Problem 1
Using the broadhead thread, state whether each statement agrees with it, answering yes or no and quoting the words that decide it. (a) KWaller trusts the fixed broadhead at 40 but is unsure of it at 50 and 60. (b) The nap kill zones have o rings, like the rage. (c) BanksideBandit has shot the rage practice tips the same as a field point.
Problem 2
Return the exact passage from the broadhead thread, starting at "# Mech. Broad" and ending at "using my fixed ?".

Extract
■ ■ ■ ■ ■

# Mech. Broad head



## KWaller (Oct 3, 2010)

I have a 170 class buck on my hands this fall and want to try a mechanical broadhead due to long range flight accuracy and other great things I've heard. So here my question, does anyone TRUST AND RECOMMEND a mech. ? Or should I just keep using my fixed ?

Outdoor Hub mobile, the outdoor information engine


----------



## Bad Bub (Jan 17, 2006)

Oh boy.....

Outdoor Hub mobile, the outdoor information engine


----------



## VitalShot (Feb 10, 2012)

I myself feel confidant in 2 blade rage. 


Outdoor Hub mobile, the outdoor information engine


----------



## BanksideBandit (Jan 22, 2010)

2 blade rage here as well...I would imagine that most mechanicals these days are pretty trustworthy. Plus you can buy practice tips, extra blades, and extra o rings for them which is nice. They came out with a lot more styles of rages this year and the chisle tip looks nice and I might give them a try this year. I've shot the rage practice tips the same as a field point in target practice.


----------



## KWaller (Oct 3, 2010)

Thanks for the info you two! I will look at them! And bad bub, is there something wrong with me asking if anyone recommends and has trust in a certain mechanical? I asked the question because I have trust in my fixed at 40 but I'm not sure at 50 and 60... Just taking opinions to improve my hunting game...

Outdoor Hub mobile, the outdoor information engine


----------



## Narf Koscelmik (Sep 21, 2007)

Take a look at the nap kill zones as well. They are similar to rage but don't have any bands or o rings. They are getting very good reviews as well. First year trying them for me... They are flying with my field points pretty dead on 


Outdoor Hub mobile, the outdoor information engine


----------



## Bad Bub (Jan 17, 2006)

■ ■ ■ ■ ■

Dataset records

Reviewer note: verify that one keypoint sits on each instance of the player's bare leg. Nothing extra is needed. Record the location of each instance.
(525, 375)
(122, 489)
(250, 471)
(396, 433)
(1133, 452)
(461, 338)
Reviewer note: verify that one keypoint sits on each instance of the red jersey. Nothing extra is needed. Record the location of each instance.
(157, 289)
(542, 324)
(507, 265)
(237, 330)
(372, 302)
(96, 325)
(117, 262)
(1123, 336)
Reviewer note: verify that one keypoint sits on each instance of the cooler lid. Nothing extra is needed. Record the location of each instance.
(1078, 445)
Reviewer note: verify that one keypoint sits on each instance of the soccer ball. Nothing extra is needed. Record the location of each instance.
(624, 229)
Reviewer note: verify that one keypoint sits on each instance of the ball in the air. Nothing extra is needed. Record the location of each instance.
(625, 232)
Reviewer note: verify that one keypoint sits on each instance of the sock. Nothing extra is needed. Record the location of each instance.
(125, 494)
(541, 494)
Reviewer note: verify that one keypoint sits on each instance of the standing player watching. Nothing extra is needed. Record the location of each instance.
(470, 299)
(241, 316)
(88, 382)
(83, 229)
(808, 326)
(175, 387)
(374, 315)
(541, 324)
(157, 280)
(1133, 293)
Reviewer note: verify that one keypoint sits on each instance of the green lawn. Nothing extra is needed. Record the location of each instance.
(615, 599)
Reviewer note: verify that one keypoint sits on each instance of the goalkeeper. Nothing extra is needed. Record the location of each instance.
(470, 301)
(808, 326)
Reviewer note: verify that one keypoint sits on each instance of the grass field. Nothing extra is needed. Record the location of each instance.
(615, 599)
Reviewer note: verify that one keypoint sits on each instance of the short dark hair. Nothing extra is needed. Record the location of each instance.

■ ■ ■ ■ ■

Full solution 1
(a) Yes: "I have trust in my fixed at 40 but I'm not sure at 50 and 60"
(b) No: "They are similar to rage but don't have any bands or o rings."
(c) Yes: "I've shot the rage practice tips the same as a field point in target practice."

Full solution 2
# Mech. Broad head



## KWaller (Oct 3, 2010)

I have a 170 class buck on my hands this fall and want to try a mechanical broadhead due to long range flight accuracy and other great things I've heard. So here my question, does anyone TRUST AND RECOMMEND a mech. ? Or should I just keep using my fixed ?